Data to examine |
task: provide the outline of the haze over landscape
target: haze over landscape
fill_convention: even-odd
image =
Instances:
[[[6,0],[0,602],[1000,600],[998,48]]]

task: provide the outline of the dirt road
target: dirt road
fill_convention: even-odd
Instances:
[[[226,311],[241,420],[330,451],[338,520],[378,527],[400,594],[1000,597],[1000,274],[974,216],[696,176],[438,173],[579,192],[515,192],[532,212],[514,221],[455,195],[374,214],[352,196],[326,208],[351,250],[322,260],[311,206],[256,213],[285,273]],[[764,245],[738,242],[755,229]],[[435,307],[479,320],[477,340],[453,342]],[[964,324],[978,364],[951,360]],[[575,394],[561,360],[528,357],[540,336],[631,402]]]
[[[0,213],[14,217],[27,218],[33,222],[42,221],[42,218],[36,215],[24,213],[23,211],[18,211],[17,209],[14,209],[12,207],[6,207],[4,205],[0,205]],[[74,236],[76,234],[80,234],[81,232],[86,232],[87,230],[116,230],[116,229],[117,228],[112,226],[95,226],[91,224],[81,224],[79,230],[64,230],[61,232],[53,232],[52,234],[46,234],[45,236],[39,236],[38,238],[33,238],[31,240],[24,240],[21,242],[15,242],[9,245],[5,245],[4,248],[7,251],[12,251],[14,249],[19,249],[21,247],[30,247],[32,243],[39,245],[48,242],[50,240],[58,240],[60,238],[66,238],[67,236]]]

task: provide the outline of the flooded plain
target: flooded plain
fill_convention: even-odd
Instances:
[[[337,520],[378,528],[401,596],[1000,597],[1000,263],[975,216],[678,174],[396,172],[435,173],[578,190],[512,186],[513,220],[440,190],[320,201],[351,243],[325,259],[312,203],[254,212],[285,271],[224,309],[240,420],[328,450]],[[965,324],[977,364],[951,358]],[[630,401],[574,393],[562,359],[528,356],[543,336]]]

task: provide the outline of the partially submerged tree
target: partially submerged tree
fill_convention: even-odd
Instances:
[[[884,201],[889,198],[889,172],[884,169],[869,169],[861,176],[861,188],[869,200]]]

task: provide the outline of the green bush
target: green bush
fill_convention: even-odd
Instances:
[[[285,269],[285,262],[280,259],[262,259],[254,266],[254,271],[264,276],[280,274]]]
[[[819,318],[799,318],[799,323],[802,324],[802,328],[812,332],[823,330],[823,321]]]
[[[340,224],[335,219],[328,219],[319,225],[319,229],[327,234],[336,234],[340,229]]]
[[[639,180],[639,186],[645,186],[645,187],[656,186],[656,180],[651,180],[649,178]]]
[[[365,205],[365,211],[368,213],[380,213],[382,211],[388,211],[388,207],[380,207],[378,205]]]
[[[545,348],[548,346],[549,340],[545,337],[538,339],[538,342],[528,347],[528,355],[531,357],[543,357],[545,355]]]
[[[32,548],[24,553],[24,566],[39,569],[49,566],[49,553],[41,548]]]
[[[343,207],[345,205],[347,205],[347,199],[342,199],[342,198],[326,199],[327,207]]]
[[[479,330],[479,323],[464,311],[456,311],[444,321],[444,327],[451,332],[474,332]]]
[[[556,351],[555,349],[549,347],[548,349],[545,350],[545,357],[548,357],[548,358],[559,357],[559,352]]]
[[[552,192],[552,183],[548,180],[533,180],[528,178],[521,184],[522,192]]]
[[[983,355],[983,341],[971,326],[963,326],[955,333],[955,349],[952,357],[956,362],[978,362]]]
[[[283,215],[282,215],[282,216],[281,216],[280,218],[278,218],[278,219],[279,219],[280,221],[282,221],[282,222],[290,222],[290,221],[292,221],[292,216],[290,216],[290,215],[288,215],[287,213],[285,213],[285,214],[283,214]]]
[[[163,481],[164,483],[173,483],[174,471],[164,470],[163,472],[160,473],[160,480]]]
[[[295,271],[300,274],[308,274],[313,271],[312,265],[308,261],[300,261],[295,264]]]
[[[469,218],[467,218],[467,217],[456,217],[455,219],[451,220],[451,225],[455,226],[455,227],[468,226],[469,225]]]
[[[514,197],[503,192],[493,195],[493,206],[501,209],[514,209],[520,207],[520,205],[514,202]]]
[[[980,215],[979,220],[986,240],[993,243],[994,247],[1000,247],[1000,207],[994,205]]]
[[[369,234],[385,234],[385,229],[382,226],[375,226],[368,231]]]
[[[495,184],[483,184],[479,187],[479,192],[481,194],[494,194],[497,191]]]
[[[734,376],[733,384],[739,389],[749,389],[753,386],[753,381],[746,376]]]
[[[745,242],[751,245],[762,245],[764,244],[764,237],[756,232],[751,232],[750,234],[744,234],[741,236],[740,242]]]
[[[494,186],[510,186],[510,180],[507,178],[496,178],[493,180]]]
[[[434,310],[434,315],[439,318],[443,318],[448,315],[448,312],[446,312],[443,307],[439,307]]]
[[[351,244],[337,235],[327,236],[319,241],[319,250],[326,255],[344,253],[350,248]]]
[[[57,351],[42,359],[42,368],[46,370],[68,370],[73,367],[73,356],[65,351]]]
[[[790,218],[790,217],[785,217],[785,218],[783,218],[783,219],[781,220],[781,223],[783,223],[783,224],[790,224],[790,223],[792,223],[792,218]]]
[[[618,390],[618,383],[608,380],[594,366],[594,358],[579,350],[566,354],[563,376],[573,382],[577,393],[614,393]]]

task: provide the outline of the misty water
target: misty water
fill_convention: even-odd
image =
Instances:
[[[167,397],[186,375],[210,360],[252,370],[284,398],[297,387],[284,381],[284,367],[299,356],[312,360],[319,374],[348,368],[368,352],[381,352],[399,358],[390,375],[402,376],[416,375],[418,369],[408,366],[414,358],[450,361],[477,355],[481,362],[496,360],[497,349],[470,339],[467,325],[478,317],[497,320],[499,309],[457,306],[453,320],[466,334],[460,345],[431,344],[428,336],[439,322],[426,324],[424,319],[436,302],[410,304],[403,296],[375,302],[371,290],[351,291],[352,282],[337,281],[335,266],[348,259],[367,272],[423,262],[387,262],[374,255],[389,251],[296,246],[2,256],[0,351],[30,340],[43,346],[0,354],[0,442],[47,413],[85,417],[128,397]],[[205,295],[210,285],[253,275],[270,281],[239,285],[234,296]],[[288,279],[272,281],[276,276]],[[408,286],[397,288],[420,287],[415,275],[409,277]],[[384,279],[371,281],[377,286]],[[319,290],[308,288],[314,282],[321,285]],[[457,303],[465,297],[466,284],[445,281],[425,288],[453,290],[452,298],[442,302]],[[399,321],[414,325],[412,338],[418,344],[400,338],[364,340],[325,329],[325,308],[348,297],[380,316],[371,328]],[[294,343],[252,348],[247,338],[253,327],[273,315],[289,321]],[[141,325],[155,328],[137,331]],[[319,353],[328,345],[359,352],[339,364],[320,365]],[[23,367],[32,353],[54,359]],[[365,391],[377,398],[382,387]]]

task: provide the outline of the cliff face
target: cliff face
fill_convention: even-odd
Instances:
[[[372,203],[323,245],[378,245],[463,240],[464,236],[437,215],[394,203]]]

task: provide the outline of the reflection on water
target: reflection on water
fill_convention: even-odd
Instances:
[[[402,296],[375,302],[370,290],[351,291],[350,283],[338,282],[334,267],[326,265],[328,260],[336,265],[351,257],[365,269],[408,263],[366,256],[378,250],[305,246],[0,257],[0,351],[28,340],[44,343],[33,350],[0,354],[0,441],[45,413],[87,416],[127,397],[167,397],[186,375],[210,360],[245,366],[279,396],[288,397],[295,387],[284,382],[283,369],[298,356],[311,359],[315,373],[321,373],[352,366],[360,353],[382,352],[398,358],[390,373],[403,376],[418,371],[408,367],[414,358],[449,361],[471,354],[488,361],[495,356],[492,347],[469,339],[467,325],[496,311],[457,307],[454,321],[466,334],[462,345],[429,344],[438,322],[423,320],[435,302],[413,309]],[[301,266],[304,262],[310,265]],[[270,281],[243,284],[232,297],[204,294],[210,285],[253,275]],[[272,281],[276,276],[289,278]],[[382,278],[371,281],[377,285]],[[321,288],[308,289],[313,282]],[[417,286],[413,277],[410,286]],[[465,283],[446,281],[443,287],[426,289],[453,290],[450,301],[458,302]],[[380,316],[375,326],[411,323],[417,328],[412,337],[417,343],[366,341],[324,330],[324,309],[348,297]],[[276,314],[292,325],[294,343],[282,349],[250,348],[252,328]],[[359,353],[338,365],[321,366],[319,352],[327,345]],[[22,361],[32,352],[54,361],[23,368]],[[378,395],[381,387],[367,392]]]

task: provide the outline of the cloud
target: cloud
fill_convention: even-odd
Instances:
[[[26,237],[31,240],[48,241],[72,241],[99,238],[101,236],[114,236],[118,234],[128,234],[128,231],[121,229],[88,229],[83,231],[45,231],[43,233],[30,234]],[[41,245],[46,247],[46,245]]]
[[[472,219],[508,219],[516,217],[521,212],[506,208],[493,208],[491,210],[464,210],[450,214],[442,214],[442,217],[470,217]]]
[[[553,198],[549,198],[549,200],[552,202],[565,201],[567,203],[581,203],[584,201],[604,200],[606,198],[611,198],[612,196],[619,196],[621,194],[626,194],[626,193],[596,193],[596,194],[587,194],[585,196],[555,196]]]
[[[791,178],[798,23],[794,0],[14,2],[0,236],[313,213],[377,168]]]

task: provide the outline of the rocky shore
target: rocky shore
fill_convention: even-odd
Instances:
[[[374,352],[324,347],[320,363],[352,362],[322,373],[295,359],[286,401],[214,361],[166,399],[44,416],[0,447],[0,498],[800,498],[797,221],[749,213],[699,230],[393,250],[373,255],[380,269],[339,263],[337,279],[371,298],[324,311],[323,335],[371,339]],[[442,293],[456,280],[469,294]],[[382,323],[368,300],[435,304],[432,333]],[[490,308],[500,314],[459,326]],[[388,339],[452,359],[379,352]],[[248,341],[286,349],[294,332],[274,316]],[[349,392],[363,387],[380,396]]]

Exercise prompt | Identify the lines above with the word "water". Copy them.

Output for this exercise |
task: provide the outline of the misty water
target: misty water
task: provide the outline of the reflection on water
target: reflection on water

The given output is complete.